**EXERCISE DIRECTIONS**:
Decide whether each statement agrees with the passage on the Tocal stud, and answer yes or no for each, quoting the deciding words from the passage: (a) Goldsbrough was bought to take The Barb's place as Tocal's premier stallion; (b) the price paid for Goldsbrough was made fully public; (c) Melody raced before she was mated at Tocal.

The management of Tocal, along with the family’s other properties, Glendarra and Duninald, was given to Frances Reynolds for life. Ably assisted by her eldest son, 23-year-old Frank, it soon became apparent that Tocal’s reputation, as the colony’s finest Hereford stud, had passed into secure hands. What wasn’t quite so readily evident was that the thoroughbred stud was about to be elevated to a similar status. In May 1876 young Frank, after friendly negotiations with John Tait and William Yuille, agreed to purchase the recently retired Goldsbrough to replace The Barb as Tocal’s premier stallion. The price was never fully disclosed, and moreover, the arrangement was complicated by the fact that part of the deal involved The Barb being transferred back into Tait’s ownership with the intention of the old warhorse again returning to the racecourse. Whatever the price included, time would soon show just who got the better of that deal. The Barb failed to stand another preparation, while Goldsbrough proved a champion stallion and ultimately became the finest sire of broodmares in the colony’s history up to that time.
However, for all the wonderful success enjoyed by Goldsbrough and the Tocal Stud during the late 1870s and early 1880s, until the spring of 1885, neither the stallion nor the stud had ever produced a Derby winner. In one of those little ironies of bloodstock breeding that makes it such a fascinating art, when Goldsbrough’s classic winner did eventually happen, it was to come from a Tocal mare sired by none other than that ultimate stud failure, The Barb. Melody, the mare in question, had been bred in 1875 by Frank Reynolds but never saw a racecourse. Her first four matings at Tocal were with Goldsbrough, but nothing sensational seemingly having been produced by the pairing, in 1882 and 1883 Frank Reynolds switched Melody to Tocal’s other successful stallion of the period, The Drummer, a son of Rataplan foaled in England in 1866. The Drummer had already sired some fine stayers in the Tocal paddocks including a Sydney Cup winner in Favo, and the versatile Masquerade, winner of two Epsoms and a Metropolitan at Randwick.

**DATA EXTRACT**:
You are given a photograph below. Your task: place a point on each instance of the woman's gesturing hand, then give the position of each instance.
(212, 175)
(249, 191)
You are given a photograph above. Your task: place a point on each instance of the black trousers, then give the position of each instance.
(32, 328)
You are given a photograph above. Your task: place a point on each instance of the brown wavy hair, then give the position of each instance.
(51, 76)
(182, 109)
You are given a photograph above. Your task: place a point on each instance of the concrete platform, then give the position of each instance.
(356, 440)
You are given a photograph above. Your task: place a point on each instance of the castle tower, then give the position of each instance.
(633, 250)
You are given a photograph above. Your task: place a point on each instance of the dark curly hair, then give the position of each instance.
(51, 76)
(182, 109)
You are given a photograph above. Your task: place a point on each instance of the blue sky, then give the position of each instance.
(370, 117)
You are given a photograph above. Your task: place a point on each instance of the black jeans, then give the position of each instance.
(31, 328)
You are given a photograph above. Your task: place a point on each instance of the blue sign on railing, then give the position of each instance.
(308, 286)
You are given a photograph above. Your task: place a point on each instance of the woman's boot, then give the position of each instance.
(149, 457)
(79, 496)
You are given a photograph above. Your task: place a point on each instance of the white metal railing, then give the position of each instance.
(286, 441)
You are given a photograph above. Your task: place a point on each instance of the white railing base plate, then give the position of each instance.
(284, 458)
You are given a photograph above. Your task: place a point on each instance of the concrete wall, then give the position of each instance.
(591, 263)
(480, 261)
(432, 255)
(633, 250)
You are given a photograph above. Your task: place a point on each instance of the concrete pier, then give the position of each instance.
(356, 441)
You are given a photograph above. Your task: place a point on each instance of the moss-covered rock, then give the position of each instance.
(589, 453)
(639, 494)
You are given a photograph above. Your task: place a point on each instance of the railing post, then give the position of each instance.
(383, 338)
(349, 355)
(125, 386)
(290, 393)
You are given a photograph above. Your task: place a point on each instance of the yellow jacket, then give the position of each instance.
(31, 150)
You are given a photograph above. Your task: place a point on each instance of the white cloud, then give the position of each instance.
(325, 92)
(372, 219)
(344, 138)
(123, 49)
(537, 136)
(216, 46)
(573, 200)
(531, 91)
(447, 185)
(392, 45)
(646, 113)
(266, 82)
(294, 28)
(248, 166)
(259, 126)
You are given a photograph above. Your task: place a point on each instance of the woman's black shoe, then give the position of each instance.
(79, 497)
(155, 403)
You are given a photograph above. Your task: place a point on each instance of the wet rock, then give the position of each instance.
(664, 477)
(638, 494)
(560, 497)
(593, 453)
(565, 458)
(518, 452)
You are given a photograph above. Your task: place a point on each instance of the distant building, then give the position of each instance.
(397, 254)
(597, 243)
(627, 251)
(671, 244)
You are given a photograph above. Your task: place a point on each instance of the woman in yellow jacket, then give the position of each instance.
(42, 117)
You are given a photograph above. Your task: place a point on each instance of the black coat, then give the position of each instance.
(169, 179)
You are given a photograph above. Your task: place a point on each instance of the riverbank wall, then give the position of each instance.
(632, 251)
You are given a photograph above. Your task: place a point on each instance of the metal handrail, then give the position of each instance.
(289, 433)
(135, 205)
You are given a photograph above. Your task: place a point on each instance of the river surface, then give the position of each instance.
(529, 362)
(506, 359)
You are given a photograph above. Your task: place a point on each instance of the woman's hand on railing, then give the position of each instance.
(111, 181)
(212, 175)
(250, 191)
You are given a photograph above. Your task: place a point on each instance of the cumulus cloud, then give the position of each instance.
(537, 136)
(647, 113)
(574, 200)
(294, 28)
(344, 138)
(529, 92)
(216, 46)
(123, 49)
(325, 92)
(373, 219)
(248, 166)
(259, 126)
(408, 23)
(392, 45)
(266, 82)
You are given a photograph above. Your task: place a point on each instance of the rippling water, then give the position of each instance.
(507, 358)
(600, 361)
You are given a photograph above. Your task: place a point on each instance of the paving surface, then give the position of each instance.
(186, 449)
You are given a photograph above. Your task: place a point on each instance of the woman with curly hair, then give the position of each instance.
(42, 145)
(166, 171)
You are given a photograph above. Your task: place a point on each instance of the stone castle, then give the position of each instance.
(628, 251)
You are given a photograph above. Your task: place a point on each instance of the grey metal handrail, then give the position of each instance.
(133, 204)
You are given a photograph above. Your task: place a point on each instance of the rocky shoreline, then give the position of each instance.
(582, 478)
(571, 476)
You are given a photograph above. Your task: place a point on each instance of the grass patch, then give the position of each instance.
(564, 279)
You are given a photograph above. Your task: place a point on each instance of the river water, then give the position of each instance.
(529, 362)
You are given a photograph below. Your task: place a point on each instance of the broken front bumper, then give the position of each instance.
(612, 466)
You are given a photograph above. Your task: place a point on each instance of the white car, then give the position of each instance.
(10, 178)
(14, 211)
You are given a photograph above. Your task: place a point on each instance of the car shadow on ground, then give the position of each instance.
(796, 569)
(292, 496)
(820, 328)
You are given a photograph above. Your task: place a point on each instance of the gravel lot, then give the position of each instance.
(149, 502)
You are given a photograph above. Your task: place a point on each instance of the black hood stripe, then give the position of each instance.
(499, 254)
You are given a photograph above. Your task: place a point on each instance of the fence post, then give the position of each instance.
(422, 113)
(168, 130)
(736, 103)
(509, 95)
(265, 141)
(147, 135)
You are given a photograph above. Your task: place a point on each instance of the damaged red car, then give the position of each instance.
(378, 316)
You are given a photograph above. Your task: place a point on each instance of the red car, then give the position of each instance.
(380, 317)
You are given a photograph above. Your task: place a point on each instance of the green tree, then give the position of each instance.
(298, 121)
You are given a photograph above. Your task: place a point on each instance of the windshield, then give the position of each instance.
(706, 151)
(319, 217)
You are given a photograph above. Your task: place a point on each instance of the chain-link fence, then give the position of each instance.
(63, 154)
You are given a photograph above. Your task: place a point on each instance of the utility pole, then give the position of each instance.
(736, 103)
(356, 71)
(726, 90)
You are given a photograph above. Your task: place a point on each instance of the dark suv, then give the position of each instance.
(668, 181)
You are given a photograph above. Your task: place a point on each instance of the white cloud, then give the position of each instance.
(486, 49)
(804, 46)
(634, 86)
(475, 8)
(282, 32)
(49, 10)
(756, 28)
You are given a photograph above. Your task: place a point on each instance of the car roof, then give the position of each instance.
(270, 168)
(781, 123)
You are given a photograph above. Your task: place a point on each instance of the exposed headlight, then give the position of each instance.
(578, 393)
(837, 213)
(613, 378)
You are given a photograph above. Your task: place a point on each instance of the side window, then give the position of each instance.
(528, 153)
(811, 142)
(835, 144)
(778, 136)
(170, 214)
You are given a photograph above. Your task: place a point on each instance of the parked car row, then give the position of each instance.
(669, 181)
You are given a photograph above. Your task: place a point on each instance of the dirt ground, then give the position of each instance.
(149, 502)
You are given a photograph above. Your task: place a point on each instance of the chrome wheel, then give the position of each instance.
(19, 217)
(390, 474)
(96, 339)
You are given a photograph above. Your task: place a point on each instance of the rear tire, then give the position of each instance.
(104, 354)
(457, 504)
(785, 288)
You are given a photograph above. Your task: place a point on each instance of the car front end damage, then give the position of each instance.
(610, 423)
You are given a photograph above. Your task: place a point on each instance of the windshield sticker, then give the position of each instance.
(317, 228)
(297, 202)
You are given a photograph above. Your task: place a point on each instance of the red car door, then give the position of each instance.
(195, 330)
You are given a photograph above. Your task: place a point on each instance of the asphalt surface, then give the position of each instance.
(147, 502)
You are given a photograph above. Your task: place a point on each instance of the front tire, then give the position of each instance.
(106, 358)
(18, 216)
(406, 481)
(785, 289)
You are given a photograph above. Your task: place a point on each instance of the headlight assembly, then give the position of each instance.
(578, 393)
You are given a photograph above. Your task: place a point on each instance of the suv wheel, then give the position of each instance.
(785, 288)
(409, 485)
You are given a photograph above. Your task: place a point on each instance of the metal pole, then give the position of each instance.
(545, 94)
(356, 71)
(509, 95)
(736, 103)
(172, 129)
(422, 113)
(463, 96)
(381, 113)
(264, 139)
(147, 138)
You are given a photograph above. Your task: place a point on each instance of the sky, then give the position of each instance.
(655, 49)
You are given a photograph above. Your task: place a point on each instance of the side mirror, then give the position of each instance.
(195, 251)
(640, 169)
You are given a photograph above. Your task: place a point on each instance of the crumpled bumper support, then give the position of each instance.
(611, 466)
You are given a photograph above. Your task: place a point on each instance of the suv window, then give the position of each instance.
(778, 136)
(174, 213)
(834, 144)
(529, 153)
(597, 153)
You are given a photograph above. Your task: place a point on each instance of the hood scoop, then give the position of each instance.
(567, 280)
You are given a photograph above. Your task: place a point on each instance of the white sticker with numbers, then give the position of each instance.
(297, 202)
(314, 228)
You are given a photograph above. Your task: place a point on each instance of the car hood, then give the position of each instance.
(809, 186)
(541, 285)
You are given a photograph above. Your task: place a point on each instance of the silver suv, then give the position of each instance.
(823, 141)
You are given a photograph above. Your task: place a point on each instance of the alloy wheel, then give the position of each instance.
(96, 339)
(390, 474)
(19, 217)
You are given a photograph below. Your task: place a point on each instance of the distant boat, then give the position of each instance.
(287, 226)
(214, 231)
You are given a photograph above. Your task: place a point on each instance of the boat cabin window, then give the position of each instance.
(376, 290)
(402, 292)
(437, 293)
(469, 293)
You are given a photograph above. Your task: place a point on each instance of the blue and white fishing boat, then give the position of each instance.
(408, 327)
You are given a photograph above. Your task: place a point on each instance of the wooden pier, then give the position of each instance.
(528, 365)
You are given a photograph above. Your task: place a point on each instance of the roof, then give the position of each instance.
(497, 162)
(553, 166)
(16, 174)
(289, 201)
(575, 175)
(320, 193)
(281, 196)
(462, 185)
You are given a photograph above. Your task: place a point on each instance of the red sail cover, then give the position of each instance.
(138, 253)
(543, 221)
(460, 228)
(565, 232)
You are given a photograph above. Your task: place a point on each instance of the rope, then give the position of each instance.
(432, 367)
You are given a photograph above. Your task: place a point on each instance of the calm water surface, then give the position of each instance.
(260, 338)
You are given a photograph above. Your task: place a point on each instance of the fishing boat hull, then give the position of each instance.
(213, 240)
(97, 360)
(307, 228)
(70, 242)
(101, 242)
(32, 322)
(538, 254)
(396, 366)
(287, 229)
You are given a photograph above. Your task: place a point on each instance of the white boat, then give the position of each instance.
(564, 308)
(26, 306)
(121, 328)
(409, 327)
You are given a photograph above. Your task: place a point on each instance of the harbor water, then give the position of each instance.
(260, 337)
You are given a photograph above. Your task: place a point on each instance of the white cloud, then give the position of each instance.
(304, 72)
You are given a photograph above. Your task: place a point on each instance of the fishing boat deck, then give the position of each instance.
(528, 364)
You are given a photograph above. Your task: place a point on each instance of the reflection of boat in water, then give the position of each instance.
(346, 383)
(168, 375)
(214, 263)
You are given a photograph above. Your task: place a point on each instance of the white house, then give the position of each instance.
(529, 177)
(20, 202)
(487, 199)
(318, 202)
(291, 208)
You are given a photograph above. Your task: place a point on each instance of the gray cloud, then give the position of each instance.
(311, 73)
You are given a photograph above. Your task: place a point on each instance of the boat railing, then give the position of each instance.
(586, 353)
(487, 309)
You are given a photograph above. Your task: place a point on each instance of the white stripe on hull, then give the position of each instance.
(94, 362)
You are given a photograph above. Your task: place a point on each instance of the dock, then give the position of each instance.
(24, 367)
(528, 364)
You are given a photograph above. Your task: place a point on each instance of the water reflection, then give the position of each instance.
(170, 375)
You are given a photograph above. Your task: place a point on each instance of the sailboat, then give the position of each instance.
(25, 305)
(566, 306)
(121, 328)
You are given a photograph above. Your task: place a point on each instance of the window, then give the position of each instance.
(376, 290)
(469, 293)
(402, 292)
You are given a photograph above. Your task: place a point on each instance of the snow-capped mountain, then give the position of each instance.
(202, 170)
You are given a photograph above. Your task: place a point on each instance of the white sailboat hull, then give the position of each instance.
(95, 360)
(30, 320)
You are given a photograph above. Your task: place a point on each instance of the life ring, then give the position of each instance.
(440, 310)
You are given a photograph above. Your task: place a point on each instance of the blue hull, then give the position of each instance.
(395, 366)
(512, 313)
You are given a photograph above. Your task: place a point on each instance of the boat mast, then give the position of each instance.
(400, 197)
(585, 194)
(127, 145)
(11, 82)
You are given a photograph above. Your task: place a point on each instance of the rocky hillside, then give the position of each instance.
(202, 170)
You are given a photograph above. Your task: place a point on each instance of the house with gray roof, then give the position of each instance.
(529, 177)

**IN RESPONSE**:
(a) Yes: "agreed to purchase the recently retired Goldsbrough to replace The Barb as Tocal’s premier stallion"
(b) No: "The price was never fully disclosed"
(c) No: "never saw a racecourse"